3:2:1 – plain flour:butter:sugar. That’s the recipe for classic shortbread. Pretty simple instructions too. Rub all of the ingredients together till just forming a dough then squish into a greased tin or cut into shapes.
I however have decided to break the shortbread mould.
I went to a fancy food shop, let’s call it Ballon and fyrne, off Grafton St. where they always have the most wonderful of gastronomic curios. I found myself some chestnut flour ground from the third chestnut of each chestnut tree in the Antarctic by virgin goats on tricycles and handed over all the money I have ever earned. Ever.
Chestnut shortbread it shall be. I then began musing over things that grow in my garden. At the moment there is nothing particularly edible but herbs, one of which is bay. I’ve never used bay in sweet recipes but the flavour is so unique I thought I’d give it a go and so I made some bay sugar. It adds an interesting but almost unidentifiable warmth to the biscuits but they are perfectly tasty without the bay sugar so fear not if you’re not arsed making it just use plain caster sugar in its place.
And finally, doesn’t everyone love chocolate? Yes. Yes they do. I know I’m always coating things in chocolate but it makes everything better. If you for some undiagnosed disorder do not desire your biscuits to be smothered in chocolate then leave the poor beasties naked.
Makes about 16 biscuits
Oven temperature 180 Celsius
Caster sugar 100g
Bay leaves 2
Chestnut flour 170g
Bay sugar 30g
Light muscavado sugar 20g
Pinch o’ salt
White chocolate 70g
Make the bay sugar. You will be needing a food processor for this part, preferably with that conveniently tiny insert to reduce the capacity. Poor in the caster sugar and add two bay leaves. Whiz for quite some time till the bay has been obliterated. You’ll only need a little bit of this sugar so you can store the remainder in a jar.
Now for the shortbread, put the flour, butter, bay sugar (sieved to remove the larger flakes of leaf) and salt into a big mixing bowl and rub together till you form a ball of dough (this, if you are wondering, is how to ‘rub’). As it comes together you’ll need to use a bit of force to squish it into said ball.
If you fancy yourself as a Jetson put everything into a food processor and whiz to the same dough-ball stage.
Lightly, very lightly, flour a flat surface to roll your dough on – I actually forgot to do this bit for the photos and needless to say there was some unhelpful stickiness. Tip out the mixture and roll into a sausage shape, about 5cm in diameter.
Wrap the shortbread sausage tightly in clingfilm to make a cracker. Now if you are partial to a circular biscuit then stop here and leave it to relax in the fridge.
I, however, like these particular lovelies square. So once you have the dough cylindrical and wrapped, toddle off and find yourself something flat. I chose my geological notebook, alas the only use for it now. Press the cookbook down on the dough to flatten two, opposing faces then turn over onto the remaining curved sides and squish again. Keep squishing the sides until you’re happy with its angularity. You should now have a particularly elongated cuboid. What do cuboids love doing? Relaxing. So put it in the fridge for twenty minutes.

#### Direction 1:
Copy the passage of the shortbread recipe between "And finally, doesn’t" and "poor beasties naked.", inclusive.
The records have no connection to the shortbread recipe.

#### Data supplied:

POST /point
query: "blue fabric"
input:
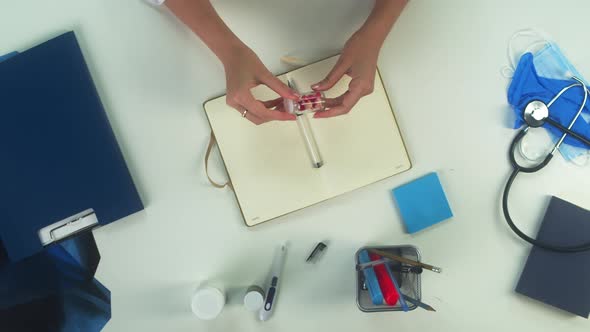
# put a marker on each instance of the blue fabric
(57, 287)
(59, 154)
(527, 85)
(550, 62)
(422, 203)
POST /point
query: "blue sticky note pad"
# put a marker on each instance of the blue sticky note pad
(422, 203)
(7, 56)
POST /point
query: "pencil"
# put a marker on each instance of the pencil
(406, 260)
(419, 303)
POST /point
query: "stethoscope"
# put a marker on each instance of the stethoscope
(536, 114)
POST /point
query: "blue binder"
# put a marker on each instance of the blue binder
(59, 154)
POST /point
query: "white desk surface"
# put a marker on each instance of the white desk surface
(441, 67)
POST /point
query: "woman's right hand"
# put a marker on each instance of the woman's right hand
(243, 71)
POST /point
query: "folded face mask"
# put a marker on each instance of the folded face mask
(549, 62)
(527, 85)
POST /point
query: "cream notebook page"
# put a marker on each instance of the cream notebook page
(268, 164)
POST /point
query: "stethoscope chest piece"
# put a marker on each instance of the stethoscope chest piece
(535, 113)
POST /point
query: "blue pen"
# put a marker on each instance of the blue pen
(371, 279)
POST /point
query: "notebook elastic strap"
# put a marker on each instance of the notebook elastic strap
(212, 142)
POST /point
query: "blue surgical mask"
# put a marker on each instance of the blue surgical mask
(550, 62)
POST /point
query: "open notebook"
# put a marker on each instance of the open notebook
(269, 167)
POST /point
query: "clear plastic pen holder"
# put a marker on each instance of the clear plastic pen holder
(409, 283)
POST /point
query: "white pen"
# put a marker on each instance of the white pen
(273, 283)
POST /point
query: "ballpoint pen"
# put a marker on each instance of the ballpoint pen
(273, 284)
(406, 260)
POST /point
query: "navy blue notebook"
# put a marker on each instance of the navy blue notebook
(59, 154)
(560, 279)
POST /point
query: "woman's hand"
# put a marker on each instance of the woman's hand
(359, 58)
(359, 61)
(243, 71)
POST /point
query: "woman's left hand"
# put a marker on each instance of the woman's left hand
(359, 61)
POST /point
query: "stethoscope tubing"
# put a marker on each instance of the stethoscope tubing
(517, 169)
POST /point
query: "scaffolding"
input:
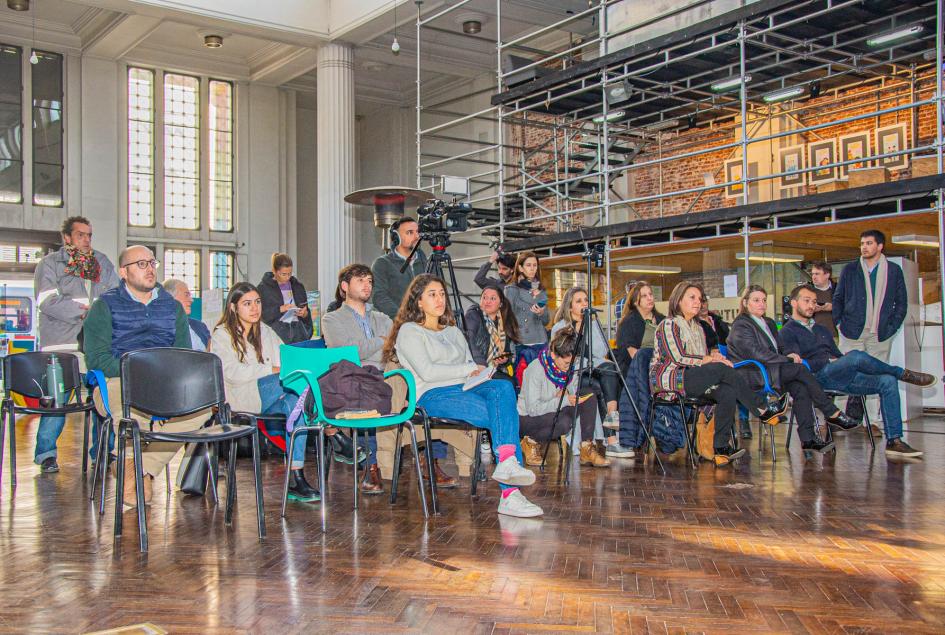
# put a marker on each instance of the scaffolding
(587, 129)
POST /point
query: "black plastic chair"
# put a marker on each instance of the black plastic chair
(25, 374)
(167, 383)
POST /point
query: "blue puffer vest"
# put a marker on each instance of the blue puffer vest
(136, 326)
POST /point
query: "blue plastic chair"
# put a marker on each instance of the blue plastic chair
(301, 368)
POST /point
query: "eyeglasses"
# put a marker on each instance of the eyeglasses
(143, 264)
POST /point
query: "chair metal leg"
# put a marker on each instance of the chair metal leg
(398, 453)
(139, 490)
(230, 484)
(260, 512)
(416, 452)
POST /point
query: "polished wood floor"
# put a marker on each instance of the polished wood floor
(851, 544)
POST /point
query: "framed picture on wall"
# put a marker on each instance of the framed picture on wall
(822, 153)
(790, 165)
(892, 139)
(854, 146)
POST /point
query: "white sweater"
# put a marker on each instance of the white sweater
(242, 391)
(436, 358)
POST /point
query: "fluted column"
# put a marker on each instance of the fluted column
(335, 153)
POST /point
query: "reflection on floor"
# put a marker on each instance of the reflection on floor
(853, 543)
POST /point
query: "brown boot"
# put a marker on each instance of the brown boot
(372, 483)
(129, 497)
(591, 456)
(531, 450)
(443, 480)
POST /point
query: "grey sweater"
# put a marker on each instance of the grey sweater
(341, 328)
(60, 297)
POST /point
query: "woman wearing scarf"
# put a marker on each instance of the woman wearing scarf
(492, 331)
(542, 385)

#### Direction 2:
Report each line of the records that contains the string "vest".

#### Worked solution 1:
And finally, doesn’t everyone love chocolate? Yes. Yes they do. I know I’m always coating things in chocolate but it makes everything better. If you for some undiagnosed disorder do not desire your biscuits to be smothered in chocolate then leave the poor beasties naked.

#### Worked solution 2:
query: "blue puffer vest"
# put a marker on each instance of the blue puffer vest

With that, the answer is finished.